Pick out every line in the items below that contains the word "through", and copy each of those lines in full.
++++ EXTRACTED RECORDS ++++
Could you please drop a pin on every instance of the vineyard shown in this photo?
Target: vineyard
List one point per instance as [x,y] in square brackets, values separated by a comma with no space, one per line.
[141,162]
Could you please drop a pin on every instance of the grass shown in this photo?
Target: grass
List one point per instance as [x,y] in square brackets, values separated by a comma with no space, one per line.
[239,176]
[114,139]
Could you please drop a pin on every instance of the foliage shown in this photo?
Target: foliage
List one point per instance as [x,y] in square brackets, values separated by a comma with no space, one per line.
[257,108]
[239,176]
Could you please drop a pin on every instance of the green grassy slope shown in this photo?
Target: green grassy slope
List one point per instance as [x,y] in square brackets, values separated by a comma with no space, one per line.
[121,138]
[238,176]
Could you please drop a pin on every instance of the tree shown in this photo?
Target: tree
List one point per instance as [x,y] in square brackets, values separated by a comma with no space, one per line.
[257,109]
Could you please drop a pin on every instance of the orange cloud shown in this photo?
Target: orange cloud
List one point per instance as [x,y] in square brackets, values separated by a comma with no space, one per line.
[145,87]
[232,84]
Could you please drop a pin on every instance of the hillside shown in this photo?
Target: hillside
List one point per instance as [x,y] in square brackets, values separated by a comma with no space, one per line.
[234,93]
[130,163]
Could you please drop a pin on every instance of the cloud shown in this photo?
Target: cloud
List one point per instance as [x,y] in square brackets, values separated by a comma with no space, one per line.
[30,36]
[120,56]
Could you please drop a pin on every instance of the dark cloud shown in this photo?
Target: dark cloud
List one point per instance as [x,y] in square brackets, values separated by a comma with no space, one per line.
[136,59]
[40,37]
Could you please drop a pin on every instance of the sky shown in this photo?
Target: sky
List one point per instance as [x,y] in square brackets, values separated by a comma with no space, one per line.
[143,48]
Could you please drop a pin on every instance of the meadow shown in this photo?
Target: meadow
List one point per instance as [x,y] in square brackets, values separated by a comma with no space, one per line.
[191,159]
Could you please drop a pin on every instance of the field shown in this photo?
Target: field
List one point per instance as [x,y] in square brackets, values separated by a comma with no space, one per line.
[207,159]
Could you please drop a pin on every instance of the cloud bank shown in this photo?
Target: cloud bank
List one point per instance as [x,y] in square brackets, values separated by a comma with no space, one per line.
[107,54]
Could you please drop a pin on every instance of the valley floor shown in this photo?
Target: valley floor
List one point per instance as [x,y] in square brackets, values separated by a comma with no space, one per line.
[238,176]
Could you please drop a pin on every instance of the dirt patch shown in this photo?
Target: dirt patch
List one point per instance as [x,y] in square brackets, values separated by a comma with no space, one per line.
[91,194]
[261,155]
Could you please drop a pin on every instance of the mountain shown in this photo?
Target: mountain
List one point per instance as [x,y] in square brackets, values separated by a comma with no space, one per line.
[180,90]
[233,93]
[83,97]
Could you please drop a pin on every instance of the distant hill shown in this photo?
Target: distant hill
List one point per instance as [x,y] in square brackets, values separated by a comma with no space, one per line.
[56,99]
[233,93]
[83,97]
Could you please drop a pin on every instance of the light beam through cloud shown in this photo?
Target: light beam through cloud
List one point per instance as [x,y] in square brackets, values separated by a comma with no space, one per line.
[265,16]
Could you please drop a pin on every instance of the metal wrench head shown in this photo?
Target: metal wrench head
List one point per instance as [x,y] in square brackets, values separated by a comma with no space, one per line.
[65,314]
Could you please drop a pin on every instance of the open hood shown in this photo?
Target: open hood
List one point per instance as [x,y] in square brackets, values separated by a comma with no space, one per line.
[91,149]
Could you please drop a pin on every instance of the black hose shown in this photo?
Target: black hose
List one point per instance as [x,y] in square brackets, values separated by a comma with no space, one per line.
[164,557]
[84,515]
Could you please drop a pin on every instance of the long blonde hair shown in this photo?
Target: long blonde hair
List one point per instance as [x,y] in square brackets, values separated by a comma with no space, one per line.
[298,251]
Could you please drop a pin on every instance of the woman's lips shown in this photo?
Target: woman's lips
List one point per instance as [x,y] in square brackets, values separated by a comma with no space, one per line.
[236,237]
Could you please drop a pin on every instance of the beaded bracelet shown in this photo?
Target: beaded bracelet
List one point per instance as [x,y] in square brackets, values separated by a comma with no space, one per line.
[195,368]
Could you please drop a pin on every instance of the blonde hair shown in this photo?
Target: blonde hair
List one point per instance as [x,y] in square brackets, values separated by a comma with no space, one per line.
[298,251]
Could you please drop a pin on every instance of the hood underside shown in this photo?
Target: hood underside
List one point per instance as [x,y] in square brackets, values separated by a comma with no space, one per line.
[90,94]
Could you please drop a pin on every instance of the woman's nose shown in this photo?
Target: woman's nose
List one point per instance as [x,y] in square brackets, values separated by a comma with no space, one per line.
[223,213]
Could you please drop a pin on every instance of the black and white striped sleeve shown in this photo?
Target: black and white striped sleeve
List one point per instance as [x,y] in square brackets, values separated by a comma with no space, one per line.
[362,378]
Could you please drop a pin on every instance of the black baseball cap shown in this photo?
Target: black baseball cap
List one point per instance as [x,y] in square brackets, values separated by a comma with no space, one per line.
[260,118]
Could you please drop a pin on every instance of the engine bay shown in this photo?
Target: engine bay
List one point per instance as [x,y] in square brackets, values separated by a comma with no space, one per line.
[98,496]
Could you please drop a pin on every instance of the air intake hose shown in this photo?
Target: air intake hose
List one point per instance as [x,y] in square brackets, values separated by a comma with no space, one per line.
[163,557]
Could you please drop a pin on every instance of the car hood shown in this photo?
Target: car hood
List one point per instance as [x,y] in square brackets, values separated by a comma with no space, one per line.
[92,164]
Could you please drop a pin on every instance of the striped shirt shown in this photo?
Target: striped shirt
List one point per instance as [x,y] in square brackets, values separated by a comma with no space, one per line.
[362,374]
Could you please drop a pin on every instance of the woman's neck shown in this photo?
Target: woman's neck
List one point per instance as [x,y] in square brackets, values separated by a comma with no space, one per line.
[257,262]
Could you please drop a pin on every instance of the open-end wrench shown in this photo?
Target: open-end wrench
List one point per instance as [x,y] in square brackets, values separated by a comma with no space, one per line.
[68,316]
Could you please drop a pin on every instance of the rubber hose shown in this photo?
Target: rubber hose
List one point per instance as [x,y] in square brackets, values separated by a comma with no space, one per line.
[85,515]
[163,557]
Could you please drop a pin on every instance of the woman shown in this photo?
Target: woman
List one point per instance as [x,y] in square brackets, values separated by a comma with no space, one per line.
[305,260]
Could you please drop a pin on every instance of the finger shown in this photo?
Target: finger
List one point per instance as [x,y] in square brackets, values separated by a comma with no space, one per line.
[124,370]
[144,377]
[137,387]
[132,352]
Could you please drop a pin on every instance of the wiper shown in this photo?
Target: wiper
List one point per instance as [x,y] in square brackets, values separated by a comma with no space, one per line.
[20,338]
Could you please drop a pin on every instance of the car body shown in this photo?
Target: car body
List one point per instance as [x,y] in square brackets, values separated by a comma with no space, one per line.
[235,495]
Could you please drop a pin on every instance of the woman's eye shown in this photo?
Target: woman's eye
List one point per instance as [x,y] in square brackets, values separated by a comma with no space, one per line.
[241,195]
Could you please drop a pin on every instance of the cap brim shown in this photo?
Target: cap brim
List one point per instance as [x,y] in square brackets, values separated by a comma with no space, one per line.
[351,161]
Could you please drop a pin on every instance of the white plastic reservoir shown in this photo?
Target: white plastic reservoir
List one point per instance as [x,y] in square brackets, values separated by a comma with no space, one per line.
++++
++++ EXTRACTED RECORDS ++++
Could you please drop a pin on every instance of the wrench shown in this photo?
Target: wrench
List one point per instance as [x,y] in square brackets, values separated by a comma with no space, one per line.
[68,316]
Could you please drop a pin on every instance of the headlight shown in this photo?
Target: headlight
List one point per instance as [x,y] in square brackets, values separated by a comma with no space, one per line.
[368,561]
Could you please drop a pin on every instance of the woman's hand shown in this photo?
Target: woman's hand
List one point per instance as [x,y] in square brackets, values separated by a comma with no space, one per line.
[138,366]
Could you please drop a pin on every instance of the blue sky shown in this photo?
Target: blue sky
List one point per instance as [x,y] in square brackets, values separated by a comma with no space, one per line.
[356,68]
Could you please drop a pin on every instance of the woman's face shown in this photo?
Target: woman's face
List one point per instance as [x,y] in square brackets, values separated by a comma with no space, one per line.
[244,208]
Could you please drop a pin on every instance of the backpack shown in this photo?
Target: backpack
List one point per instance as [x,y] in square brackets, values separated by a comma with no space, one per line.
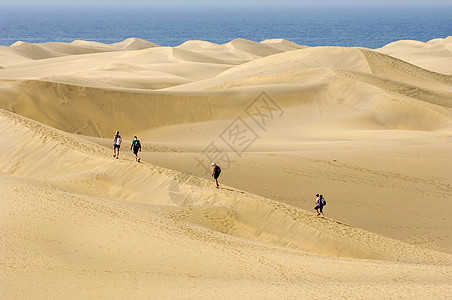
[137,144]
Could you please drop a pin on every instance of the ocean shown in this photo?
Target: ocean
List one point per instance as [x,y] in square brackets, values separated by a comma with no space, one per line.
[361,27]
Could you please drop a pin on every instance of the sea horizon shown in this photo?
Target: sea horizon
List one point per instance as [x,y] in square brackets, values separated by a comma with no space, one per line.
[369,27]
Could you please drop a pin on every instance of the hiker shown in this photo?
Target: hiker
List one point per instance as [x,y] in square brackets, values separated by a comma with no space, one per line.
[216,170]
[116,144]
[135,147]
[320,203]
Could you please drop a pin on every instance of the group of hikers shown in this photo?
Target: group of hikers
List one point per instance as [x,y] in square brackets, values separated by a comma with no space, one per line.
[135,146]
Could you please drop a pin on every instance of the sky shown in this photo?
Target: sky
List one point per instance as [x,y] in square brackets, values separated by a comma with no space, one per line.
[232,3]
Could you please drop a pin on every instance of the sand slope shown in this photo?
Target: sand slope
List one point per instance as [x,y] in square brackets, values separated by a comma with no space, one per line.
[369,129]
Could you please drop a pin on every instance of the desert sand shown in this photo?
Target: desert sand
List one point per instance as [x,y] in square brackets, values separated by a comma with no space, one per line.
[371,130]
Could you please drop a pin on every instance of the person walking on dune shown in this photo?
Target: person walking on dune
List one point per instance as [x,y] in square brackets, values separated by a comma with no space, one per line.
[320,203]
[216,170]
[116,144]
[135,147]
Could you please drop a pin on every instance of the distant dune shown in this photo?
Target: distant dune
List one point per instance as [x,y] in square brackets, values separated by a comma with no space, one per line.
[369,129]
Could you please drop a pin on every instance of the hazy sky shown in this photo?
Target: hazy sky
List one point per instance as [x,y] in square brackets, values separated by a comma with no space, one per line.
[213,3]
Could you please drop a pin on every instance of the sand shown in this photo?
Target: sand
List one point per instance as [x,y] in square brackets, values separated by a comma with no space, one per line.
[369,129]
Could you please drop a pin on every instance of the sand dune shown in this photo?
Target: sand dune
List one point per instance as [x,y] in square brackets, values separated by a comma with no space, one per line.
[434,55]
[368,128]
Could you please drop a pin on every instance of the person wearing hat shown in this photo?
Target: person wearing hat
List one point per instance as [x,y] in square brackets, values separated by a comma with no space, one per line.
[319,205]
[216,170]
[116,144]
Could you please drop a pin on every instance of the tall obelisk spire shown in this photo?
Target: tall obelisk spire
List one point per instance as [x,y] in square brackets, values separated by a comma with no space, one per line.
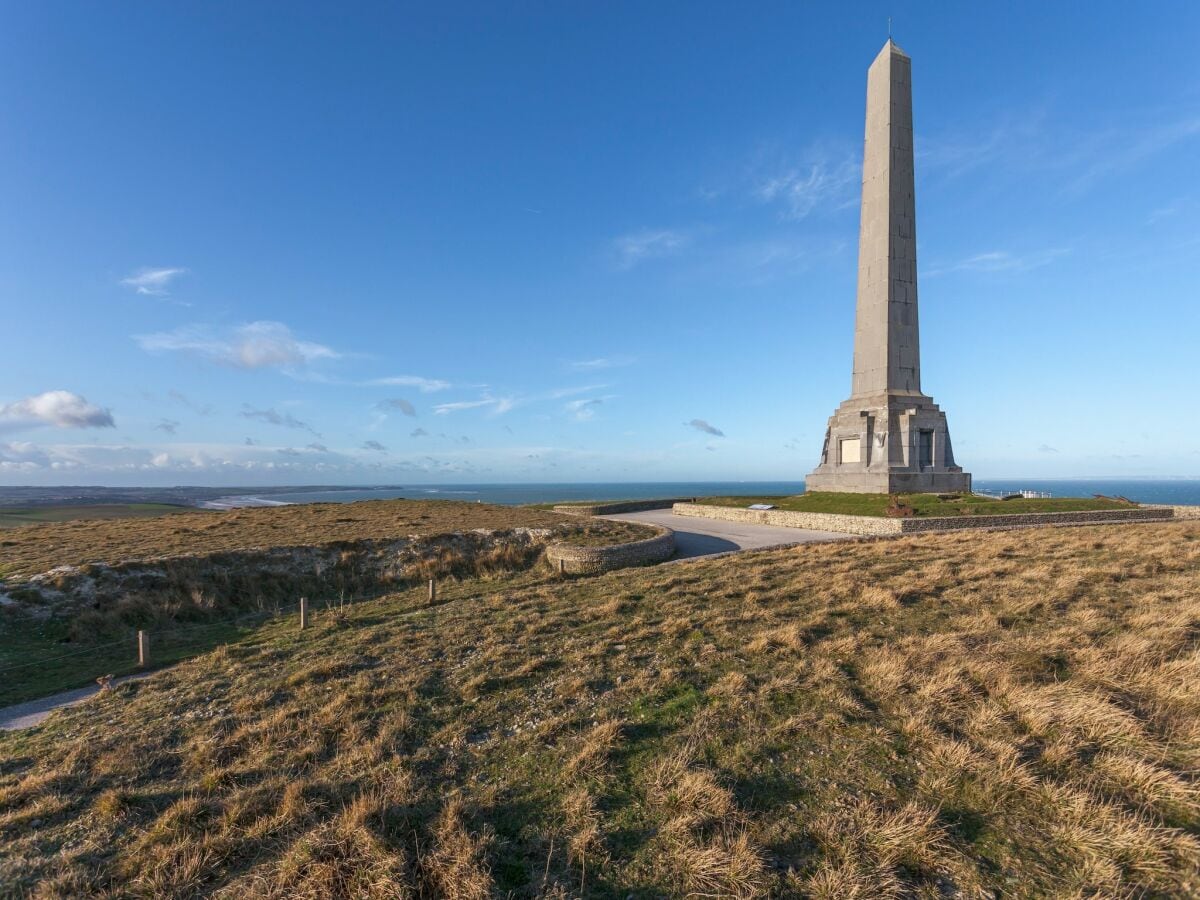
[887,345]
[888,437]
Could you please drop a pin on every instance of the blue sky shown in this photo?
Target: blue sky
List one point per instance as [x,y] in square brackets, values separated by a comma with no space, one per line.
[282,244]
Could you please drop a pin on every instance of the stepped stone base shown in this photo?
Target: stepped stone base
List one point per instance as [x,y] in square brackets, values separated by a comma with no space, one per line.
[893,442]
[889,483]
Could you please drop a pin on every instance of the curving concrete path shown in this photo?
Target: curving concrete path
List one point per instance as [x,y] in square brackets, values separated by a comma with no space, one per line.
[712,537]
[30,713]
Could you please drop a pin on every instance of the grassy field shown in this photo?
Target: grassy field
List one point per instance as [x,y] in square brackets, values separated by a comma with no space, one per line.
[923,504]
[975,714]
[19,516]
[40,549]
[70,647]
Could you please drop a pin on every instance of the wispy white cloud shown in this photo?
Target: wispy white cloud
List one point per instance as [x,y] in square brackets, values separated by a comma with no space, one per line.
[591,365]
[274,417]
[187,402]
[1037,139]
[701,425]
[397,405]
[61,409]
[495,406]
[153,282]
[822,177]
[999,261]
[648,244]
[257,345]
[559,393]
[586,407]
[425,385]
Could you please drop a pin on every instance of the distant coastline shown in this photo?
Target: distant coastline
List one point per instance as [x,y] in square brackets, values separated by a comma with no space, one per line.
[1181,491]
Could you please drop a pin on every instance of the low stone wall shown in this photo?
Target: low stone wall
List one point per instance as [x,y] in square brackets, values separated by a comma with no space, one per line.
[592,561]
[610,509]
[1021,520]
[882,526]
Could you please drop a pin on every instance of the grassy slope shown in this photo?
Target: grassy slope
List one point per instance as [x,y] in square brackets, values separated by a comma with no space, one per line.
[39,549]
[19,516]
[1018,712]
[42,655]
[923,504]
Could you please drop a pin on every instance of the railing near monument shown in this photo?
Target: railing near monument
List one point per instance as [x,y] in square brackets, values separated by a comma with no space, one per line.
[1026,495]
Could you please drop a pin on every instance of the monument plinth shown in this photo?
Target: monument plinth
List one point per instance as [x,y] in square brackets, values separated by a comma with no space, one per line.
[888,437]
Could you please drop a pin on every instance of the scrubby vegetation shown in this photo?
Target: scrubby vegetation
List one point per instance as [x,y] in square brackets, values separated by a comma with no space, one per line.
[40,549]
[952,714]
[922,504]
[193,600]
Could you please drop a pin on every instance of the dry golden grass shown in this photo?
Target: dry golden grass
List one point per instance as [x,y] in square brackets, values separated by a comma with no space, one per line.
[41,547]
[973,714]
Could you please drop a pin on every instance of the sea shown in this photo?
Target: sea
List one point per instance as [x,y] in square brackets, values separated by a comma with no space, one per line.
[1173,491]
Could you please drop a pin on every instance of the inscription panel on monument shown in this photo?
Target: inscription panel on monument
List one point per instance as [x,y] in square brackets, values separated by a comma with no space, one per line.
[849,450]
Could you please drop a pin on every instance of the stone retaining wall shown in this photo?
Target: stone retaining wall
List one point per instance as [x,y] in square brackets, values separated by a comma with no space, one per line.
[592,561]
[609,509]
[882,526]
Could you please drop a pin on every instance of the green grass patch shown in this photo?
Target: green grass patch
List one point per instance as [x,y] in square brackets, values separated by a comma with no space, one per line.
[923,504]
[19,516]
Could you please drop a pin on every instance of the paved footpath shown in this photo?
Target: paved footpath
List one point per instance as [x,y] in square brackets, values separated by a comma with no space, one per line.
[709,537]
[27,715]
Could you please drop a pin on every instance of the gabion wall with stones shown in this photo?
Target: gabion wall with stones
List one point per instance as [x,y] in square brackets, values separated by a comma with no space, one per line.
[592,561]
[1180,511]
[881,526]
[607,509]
++++
== OUTPUT OF THE TASK ==
Could you please drop a pin on every instance of the light beam through cloud shown in this photo?
Target: light beam through cloud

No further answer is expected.